DIRECTIONS –
Rename "brown horse" to "chestnut horse" in the lines starting with the one that contains "Query: brown horse" and going on through the one that contains "Give the mask of the brown", and give those lines again with everything else unchanged.

+++++

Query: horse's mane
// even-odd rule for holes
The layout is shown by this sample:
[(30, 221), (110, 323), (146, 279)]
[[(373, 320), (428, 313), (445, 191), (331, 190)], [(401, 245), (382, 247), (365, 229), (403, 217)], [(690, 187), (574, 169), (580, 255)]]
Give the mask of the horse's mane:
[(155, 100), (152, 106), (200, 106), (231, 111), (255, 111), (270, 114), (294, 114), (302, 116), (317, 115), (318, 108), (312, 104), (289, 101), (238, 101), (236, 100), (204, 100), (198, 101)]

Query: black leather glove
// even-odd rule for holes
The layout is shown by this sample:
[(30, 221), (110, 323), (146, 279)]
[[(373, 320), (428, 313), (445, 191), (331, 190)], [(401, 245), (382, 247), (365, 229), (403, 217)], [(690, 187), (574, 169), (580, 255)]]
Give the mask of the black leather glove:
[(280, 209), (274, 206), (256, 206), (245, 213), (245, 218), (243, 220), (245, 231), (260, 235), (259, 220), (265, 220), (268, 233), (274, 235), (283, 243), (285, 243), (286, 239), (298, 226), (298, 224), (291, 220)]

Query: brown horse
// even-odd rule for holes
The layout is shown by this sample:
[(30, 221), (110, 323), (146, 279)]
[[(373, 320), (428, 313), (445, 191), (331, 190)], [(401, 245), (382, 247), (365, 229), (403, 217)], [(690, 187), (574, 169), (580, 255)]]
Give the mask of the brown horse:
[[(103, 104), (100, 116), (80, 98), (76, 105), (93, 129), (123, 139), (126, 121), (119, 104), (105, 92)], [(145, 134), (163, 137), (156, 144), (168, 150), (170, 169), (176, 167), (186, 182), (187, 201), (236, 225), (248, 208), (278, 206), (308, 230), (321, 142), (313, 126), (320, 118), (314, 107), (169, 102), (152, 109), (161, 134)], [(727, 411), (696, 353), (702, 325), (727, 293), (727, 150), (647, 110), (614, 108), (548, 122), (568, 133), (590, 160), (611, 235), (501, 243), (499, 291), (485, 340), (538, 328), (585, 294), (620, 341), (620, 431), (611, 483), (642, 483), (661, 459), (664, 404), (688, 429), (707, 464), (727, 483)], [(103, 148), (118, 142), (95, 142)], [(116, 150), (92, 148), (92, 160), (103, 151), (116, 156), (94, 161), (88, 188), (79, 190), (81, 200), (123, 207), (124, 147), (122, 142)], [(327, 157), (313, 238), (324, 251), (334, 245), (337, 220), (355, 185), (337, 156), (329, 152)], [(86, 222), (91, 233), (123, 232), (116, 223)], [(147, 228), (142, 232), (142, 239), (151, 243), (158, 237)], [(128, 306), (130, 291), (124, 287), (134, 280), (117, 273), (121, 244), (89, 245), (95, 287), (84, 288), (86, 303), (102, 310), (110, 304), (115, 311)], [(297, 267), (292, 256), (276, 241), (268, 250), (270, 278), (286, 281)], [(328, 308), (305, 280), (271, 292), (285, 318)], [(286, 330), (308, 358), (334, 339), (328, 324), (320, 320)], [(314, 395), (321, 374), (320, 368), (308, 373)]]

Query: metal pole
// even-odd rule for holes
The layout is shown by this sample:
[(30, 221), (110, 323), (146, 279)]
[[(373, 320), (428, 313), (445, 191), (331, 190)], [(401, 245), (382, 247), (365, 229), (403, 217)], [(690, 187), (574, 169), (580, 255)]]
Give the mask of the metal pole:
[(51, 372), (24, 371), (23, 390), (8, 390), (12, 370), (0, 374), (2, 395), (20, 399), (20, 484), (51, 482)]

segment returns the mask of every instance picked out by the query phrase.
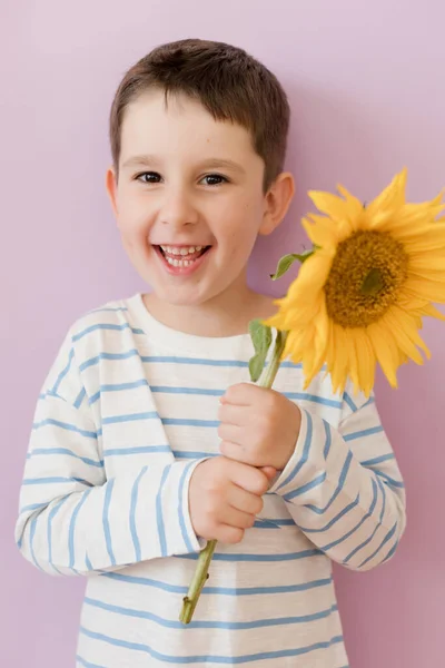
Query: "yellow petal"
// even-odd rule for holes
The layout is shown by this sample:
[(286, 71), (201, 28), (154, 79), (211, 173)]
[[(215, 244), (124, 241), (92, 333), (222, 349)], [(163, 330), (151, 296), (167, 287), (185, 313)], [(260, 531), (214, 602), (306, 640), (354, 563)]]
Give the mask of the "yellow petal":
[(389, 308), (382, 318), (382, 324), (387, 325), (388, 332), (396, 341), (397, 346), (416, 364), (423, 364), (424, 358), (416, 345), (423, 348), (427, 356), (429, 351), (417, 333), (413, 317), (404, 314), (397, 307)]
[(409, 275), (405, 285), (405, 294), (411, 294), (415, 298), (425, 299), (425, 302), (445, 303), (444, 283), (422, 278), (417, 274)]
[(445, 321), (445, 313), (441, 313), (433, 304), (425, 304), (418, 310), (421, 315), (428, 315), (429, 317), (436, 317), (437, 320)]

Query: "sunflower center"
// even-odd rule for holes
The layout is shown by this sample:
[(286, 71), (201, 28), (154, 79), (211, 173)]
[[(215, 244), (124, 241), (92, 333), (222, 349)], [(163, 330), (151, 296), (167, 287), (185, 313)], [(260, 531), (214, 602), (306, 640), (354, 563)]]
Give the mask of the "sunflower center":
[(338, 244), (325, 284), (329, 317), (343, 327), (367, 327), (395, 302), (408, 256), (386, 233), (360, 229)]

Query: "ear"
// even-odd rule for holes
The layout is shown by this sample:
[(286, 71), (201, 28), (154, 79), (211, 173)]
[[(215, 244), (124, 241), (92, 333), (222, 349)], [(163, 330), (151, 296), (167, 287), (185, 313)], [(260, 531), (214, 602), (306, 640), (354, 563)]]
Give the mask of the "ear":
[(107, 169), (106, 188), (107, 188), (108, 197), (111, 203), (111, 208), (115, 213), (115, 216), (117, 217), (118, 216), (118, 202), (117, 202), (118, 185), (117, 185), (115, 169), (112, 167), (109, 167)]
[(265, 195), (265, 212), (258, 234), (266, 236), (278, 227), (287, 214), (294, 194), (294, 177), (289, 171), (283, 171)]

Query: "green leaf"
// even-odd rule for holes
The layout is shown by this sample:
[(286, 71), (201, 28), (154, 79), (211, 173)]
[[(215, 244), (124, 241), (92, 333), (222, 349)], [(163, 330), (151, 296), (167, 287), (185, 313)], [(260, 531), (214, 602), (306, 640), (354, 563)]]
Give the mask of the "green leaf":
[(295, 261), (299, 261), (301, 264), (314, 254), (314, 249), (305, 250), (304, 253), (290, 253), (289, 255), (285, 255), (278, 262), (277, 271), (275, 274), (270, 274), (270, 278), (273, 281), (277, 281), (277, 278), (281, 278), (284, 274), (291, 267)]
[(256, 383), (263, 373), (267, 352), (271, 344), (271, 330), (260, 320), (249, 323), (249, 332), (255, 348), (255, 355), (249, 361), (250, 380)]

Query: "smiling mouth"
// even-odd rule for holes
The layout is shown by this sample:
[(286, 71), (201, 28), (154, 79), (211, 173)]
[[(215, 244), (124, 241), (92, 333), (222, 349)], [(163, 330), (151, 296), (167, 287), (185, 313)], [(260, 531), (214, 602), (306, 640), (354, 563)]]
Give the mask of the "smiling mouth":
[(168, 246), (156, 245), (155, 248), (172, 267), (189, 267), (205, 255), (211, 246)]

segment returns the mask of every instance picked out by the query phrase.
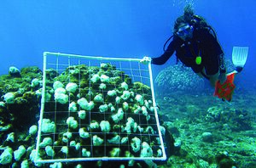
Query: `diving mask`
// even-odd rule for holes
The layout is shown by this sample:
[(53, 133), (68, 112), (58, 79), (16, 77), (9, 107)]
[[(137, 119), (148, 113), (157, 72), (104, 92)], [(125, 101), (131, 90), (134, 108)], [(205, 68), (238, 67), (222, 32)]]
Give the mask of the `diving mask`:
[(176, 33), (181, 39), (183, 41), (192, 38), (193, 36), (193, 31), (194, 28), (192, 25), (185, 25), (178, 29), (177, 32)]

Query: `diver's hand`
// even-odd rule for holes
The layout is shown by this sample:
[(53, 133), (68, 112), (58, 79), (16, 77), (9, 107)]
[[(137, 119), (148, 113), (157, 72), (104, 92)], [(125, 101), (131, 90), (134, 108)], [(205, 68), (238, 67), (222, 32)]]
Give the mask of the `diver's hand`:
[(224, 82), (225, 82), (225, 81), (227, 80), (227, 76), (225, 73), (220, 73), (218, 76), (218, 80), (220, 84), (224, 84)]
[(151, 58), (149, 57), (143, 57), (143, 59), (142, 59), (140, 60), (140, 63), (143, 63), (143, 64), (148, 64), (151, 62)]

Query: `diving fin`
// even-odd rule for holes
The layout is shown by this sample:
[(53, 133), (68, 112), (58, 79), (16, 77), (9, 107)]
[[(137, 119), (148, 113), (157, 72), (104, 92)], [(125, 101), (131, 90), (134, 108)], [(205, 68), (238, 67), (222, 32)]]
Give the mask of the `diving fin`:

+++++

FINAL ANSWER –
Query: chestnut horse
// even-odd rule for holes
The layout is shown by this sample:
[(30, 221), (110, 323), (146, 279)]
[[(373, 320), (428, 313), (445, 191), (331, 190)], [(401, 245), (382, 247), (365, 229), (403, 217)], [(690, 187), (574, 169), (580, 255)]]
Give the mask of the chestnut horse:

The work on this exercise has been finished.